### Data shown
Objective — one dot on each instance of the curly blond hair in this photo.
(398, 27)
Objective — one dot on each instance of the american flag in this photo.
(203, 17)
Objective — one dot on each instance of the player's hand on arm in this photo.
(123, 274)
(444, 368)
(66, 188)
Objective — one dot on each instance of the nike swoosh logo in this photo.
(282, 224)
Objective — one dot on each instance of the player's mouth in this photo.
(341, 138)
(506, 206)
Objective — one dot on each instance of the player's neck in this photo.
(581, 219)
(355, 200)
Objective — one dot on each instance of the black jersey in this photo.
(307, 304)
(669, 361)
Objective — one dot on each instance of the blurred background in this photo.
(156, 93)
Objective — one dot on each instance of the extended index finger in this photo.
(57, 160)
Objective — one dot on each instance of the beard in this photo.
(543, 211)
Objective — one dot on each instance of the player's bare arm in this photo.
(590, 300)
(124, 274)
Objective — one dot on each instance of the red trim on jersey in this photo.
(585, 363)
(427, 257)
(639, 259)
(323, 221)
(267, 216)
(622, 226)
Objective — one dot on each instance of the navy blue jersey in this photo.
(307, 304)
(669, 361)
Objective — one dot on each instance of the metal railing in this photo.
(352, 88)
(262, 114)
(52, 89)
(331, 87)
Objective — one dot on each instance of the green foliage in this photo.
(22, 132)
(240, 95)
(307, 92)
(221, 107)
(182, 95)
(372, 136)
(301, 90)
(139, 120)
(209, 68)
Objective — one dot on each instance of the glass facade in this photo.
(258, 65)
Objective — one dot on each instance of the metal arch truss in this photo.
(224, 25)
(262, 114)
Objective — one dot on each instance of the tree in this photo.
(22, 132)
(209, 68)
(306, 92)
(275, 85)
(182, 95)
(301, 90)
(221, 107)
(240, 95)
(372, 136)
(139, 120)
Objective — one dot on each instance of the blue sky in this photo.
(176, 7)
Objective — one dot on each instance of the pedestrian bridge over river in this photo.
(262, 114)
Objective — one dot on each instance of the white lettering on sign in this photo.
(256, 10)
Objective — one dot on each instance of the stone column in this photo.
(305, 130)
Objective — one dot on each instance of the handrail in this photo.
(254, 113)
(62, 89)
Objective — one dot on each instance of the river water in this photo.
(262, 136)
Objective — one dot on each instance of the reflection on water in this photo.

### Stated exercise
Reproduce every line of the listing from the line containing "Objective — one dot on each instance of the handrail" through the end of the listing, with 111 subtracted from each point coordinate.

### Result of this task
Objective — one dot on each instance of the handrail in this photo.
(143, 2)
(-49, -22)
Objective — one dot on each instance of the river water in this photo.
(151, 25)
Objective — one dot on each instance of the reflection on water in this photo.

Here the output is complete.